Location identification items
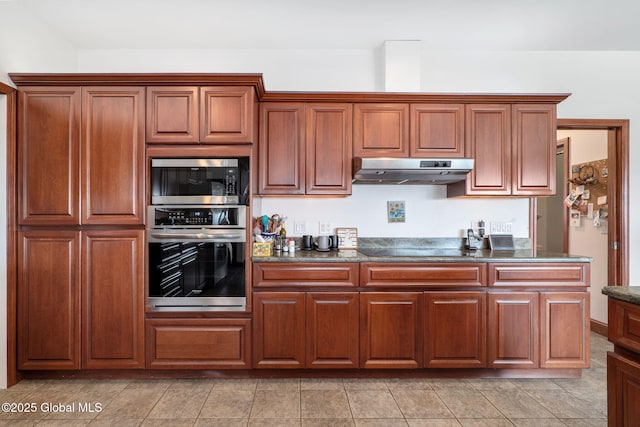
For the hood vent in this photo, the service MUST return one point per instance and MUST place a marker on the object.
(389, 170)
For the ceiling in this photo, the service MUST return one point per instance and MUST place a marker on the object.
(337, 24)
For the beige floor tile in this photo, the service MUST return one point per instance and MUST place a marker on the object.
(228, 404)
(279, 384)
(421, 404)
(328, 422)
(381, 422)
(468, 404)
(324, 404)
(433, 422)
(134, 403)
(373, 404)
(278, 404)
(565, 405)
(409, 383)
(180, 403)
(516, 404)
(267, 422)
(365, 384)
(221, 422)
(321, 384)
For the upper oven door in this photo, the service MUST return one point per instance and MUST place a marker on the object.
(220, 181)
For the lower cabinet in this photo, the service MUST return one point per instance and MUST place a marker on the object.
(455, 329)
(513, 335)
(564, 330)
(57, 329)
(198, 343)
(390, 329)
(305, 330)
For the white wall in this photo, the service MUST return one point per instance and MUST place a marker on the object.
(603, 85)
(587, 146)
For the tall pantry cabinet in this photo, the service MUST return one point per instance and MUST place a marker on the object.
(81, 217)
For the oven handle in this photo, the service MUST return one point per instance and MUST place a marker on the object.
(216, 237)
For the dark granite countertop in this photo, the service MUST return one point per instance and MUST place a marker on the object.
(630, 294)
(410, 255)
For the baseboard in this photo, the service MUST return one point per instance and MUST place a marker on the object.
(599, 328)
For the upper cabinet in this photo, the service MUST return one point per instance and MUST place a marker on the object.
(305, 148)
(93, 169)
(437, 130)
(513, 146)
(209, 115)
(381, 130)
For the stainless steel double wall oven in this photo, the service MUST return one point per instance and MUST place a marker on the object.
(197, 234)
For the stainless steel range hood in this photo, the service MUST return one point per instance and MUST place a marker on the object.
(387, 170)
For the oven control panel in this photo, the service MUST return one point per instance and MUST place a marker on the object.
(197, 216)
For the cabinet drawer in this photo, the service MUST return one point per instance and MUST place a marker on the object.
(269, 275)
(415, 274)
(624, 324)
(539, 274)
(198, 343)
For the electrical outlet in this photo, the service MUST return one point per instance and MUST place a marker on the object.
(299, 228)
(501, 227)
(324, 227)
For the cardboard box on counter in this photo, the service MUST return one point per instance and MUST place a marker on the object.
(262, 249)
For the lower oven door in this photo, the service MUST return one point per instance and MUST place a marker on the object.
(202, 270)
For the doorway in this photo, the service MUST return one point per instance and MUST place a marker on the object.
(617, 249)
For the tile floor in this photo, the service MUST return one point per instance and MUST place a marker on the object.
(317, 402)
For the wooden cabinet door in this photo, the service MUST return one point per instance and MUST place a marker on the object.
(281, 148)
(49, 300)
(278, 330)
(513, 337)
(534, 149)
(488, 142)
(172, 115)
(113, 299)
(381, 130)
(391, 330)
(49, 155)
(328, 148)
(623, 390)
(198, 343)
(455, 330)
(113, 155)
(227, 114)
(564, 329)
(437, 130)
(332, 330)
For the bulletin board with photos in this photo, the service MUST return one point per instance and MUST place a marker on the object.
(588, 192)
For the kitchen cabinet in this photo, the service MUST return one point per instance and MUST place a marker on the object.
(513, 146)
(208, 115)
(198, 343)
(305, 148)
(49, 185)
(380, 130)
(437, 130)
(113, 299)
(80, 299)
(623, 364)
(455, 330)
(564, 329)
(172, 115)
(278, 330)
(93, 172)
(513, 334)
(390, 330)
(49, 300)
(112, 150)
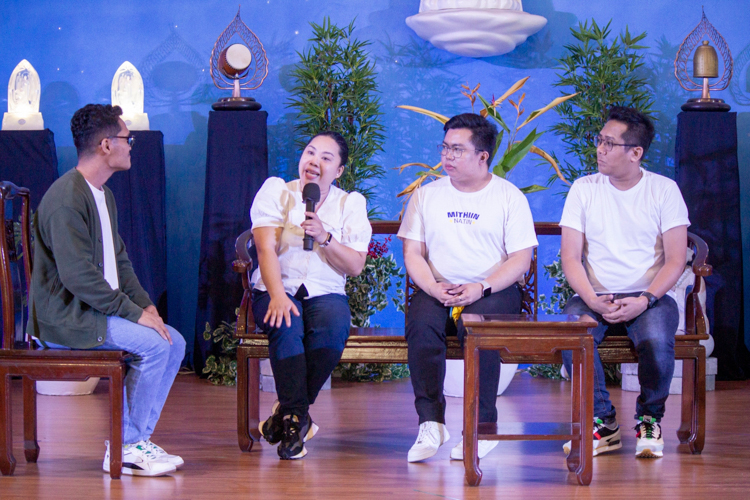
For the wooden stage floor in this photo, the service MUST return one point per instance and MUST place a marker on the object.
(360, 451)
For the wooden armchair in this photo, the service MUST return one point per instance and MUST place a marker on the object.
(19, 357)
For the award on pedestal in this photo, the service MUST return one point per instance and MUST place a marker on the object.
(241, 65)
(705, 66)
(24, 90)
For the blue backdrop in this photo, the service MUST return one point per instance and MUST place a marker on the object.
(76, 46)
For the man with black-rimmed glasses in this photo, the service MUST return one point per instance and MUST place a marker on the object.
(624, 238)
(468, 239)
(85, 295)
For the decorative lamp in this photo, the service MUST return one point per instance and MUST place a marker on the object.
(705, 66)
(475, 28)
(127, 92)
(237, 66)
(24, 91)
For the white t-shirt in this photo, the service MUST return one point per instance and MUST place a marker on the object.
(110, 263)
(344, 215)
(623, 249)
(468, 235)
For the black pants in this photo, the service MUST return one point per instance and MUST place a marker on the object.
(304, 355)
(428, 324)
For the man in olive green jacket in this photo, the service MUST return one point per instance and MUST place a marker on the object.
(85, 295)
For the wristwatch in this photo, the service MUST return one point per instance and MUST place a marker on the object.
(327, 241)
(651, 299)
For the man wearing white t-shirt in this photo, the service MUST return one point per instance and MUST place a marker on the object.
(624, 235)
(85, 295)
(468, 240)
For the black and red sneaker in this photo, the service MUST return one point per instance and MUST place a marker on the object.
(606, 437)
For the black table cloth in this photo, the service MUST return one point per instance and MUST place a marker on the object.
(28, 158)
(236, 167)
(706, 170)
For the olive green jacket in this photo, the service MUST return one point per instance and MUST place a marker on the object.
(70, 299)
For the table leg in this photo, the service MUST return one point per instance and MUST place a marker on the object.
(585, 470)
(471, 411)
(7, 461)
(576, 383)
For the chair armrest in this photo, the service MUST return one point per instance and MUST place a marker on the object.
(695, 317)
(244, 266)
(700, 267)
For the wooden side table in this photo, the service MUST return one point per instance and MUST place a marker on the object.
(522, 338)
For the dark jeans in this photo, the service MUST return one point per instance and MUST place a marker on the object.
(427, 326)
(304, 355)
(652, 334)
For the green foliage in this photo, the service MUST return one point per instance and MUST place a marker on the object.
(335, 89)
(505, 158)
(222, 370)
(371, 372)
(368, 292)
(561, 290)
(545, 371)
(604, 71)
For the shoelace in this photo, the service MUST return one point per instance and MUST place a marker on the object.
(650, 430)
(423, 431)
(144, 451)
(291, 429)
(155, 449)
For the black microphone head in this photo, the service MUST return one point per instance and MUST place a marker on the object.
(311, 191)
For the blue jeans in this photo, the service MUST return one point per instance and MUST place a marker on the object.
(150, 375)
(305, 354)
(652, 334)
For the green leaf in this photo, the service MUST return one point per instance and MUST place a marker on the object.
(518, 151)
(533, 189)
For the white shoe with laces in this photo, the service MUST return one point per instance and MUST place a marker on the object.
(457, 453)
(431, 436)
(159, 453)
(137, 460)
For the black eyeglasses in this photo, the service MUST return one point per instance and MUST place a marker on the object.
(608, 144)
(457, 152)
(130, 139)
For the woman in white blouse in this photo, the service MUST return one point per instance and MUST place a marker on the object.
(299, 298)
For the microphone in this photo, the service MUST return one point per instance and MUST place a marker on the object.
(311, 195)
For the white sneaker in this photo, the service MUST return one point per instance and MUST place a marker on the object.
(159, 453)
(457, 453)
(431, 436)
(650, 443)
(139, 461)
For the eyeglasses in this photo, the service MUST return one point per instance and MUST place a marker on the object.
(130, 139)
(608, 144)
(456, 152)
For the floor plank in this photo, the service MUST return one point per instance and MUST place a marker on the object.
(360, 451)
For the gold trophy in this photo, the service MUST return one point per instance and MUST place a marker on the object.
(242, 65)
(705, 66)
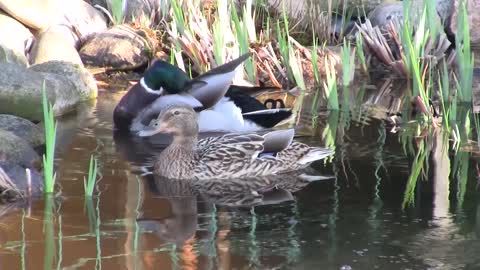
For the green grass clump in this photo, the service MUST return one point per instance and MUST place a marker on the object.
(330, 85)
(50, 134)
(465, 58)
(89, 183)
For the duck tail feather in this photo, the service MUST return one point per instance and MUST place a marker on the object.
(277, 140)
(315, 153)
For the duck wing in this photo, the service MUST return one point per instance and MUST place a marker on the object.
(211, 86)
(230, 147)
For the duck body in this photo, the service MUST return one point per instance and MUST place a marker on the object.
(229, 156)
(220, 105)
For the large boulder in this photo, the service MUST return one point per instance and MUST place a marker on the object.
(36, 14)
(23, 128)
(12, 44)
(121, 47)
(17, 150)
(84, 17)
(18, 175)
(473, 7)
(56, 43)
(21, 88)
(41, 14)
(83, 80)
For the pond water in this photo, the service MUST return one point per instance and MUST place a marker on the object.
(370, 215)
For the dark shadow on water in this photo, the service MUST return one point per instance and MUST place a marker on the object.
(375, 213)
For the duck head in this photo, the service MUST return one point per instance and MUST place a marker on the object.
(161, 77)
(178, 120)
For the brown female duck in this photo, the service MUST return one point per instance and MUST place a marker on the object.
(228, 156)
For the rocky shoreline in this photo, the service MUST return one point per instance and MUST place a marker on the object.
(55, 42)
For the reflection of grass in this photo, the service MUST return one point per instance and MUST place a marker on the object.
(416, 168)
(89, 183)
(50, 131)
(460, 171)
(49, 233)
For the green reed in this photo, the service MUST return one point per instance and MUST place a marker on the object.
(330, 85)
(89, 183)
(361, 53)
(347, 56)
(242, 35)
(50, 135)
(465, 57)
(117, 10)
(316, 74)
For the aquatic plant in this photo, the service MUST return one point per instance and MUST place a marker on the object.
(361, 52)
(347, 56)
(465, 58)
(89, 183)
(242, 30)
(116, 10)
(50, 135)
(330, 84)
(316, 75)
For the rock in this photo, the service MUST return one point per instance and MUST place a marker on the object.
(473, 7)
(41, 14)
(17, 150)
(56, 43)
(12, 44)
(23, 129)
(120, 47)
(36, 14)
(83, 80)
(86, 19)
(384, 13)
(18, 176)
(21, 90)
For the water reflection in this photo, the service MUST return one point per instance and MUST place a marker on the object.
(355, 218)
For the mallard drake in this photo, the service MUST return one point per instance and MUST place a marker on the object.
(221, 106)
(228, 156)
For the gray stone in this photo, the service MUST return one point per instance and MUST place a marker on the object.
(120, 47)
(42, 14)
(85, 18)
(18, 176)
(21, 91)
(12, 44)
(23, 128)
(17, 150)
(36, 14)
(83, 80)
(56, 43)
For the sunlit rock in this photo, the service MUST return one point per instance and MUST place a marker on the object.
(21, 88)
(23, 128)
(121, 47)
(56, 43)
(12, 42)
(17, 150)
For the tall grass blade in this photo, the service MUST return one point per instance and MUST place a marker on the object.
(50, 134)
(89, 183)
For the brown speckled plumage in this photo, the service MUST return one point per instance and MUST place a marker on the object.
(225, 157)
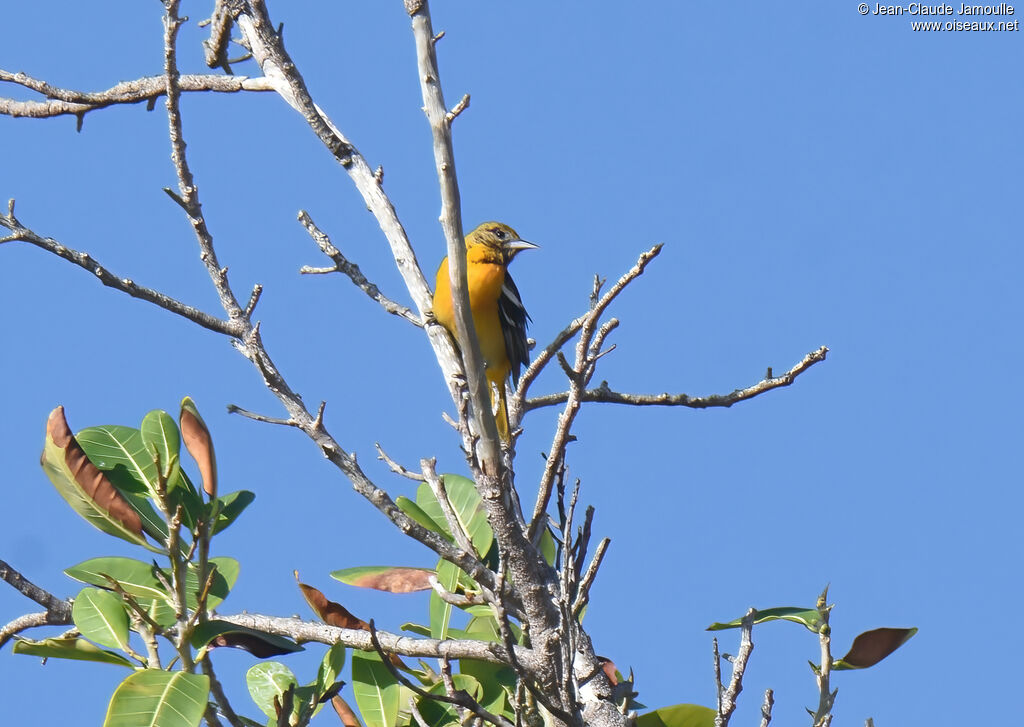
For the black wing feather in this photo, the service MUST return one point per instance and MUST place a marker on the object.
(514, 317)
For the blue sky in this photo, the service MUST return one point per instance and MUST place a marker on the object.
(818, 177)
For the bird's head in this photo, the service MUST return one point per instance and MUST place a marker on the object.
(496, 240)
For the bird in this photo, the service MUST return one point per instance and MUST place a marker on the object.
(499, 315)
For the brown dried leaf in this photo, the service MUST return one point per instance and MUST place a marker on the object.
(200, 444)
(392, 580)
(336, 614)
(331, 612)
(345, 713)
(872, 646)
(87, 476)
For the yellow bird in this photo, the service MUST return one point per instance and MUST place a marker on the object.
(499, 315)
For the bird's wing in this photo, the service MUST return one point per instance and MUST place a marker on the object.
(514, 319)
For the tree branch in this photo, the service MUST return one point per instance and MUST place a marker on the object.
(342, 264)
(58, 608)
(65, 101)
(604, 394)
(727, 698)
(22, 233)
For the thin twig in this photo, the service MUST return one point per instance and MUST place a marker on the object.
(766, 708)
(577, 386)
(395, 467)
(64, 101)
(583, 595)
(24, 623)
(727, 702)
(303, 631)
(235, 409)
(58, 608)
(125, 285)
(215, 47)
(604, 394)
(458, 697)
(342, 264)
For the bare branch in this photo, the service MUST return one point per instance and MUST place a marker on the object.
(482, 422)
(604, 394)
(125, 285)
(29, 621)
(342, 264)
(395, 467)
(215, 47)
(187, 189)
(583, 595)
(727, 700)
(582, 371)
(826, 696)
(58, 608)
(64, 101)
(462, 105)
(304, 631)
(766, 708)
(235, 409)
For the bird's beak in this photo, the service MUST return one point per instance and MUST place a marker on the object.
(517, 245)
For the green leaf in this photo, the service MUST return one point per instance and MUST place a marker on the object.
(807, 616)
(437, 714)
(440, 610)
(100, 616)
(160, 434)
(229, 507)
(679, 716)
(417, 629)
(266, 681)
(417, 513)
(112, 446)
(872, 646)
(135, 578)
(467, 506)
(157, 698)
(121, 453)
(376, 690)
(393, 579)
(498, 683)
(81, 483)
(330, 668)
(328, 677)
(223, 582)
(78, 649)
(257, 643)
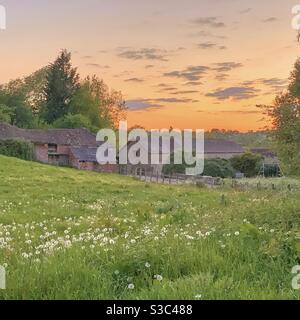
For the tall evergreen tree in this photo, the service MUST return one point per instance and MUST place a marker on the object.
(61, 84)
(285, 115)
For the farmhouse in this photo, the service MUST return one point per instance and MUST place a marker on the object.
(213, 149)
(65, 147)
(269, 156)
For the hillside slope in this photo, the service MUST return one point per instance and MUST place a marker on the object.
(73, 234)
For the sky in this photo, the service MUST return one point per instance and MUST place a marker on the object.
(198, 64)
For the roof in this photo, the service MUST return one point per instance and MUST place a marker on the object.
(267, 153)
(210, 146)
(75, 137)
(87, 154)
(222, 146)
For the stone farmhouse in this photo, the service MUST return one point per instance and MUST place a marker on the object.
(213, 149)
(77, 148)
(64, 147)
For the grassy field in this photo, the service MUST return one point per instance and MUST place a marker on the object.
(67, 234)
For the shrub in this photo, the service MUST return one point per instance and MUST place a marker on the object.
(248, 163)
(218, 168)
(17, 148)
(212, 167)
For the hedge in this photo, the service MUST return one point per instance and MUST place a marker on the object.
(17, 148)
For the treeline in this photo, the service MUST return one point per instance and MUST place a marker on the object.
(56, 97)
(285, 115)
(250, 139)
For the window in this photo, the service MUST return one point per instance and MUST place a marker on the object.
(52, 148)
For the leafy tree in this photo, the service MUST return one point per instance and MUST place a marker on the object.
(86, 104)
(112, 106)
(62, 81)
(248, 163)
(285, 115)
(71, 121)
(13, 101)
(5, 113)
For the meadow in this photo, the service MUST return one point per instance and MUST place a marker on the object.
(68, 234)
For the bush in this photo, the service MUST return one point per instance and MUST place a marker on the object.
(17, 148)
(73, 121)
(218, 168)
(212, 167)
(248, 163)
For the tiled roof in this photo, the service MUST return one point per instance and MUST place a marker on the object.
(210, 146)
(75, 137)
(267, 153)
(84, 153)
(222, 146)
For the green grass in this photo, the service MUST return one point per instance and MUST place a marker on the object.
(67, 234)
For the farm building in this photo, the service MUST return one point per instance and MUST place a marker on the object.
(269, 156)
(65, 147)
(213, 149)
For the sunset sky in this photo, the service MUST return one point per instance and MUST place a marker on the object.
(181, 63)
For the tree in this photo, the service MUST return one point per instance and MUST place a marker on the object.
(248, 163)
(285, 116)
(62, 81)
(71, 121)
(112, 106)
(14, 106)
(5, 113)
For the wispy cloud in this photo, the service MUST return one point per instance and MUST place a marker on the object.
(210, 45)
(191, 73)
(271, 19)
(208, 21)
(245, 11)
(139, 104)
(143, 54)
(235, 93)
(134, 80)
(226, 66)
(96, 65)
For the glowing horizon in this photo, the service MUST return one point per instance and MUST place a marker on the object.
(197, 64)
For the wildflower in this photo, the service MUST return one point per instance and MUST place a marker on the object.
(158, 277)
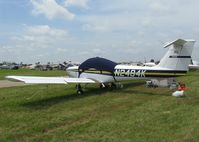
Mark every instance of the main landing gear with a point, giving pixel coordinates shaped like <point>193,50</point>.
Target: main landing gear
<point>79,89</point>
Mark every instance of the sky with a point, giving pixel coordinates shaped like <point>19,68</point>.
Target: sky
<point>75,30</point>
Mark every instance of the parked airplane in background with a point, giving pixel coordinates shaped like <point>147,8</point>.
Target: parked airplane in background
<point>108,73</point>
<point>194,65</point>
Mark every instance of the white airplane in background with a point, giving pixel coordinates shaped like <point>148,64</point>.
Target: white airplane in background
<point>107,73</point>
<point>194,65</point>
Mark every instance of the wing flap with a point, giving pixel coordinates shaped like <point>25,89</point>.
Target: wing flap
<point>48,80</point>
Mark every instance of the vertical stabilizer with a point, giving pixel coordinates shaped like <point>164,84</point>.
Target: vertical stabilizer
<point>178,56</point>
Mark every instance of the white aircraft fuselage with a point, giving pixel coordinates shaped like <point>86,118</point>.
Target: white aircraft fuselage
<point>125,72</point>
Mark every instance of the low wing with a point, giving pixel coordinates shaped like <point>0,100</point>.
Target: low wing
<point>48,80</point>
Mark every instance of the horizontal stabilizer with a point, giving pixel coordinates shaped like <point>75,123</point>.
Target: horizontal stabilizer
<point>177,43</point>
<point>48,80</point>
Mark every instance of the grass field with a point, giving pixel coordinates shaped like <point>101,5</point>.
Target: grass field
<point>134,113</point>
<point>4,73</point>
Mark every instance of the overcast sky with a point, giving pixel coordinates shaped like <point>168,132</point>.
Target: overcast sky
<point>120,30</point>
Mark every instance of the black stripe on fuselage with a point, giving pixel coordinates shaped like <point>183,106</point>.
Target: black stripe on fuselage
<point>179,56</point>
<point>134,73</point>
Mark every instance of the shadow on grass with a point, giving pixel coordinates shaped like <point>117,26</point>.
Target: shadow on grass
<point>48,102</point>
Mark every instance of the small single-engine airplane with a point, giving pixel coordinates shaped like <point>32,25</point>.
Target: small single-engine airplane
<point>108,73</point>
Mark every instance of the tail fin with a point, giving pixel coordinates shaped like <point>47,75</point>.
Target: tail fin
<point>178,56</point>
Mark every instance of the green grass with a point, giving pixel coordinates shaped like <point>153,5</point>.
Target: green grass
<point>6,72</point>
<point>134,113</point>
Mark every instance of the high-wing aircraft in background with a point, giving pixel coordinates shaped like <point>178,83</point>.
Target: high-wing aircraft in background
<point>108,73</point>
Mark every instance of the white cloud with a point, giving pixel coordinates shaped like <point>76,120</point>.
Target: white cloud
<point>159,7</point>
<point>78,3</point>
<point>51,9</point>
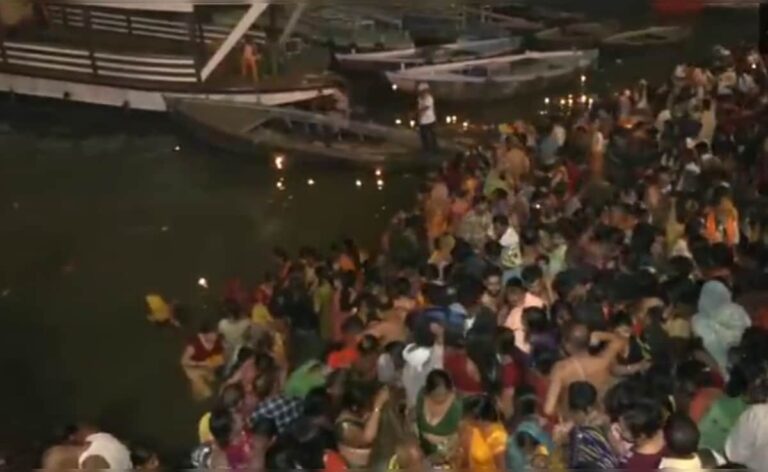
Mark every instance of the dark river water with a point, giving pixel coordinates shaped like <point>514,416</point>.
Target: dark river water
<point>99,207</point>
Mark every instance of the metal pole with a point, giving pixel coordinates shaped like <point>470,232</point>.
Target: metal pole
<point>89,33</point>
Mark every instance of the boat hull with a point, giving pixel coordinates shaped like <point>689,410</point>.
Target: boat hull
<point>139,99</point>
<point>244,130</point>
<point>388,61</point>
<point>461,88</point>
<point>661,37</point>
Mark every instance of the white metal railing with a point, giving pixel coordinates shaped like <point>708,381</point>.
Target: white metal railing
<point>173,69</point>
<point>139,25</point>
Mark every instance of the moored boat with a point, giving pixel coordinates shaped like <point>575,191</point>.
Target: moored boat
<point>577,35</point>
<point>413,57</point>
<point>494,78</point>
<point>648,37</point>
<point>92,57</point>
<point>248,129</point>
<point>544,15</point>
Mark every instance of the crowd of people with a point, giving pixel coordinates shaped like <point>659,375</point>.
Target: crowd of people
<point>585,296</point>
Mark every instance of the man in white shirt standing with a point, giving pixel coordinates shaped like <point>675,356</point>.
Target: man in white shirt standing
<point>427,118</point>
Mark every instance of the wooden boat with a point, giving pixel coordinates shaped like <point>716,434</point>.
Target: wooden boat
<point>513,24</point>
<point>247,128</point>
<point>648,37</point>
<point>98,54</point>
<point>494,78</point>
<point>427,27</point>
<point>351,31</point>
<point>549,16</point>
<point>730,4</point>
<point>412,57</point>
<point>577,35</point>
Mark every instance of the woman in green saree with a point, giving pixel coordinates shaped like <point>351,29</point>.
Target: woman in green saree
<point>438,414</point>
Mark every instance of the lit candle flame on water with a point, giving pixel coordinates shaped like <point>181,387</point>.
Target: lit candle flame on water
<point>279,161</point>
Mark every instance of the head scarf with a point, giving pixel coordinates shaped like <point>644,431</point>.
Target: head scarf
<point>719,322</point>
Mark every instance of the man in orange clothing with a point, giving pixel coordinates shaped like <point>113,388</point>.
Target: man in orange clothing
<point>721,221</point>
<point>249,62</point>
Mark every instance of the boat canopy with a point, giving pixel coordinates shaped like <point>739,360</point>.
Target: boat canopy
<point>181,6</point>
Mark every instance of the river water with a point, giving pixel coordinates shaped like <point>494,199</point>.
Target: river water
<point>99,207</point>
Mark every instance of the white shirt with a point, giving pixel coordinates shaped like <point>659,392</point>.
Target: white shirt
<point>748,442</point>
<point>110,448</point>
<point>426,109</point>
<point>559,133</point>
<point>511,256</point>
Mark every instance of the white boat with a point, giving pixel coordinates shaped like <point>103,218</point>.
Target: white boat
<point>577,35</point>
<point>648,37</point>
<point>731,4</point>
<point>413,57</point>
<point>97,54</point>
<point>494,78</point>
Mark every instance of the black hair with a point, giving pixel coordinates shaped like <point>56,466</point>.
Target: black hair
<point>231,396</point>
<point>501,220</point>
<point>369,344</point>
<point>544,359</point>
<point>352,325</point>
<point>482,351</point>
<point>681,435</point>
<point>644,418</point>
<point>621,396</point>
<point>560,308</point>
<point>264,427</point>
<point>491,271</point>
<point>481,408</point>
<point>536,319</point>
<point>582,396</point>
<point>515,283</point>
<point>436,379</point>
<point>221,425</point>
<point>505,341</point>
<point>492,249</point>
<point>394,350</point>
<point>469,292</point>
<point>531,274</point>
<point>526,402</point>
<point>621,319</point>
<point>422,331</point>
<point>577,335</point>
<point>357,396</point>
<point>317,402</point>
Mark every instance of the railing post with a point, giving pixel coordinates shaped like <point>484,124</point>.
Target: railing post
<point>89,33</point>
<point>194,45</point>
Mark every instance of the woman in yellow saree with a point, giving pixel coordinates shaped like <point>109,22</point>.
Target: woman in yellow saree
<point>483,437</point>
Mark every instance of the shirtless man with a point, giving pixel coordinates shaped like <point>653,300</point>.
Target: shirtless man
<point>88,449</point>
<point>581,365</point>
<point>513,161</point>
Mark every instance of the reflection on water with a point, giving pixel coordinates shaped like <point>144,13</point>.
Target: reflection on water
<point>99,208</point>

● **Work to be completed**: Change "overcast" to "cloudy" in everything from the line containing "Mark every instance of the grass" down to the line containing "<point>48,102</point>", and write out those lines again with nothing else altered.

● **Response**:
Mark every instance of the grass field with a point, giving pixel coordinates shaped like <point>101,5</point>.
Target: grass field
<point>134,113</point>
<point>4,73</point>
Mark every instance of the cloudy sky with a point, giving pixel coordinates shaped like <point>168,132</point>.
Target: cloudy sky
<point>120,30</point>
Mark every instance of the black stripe on fuselage with a point, giving pixel coordinates shaped like <point>183,106</point>.
Target: black stripe on fuselage
<point>179,56</point>
<point>134,73</point>
Mark every instance of the shadow on grass with a point, giving pixel coordinates shaped like <point>117,26</point>.
Target: shadow on grass
<point>48,102</point>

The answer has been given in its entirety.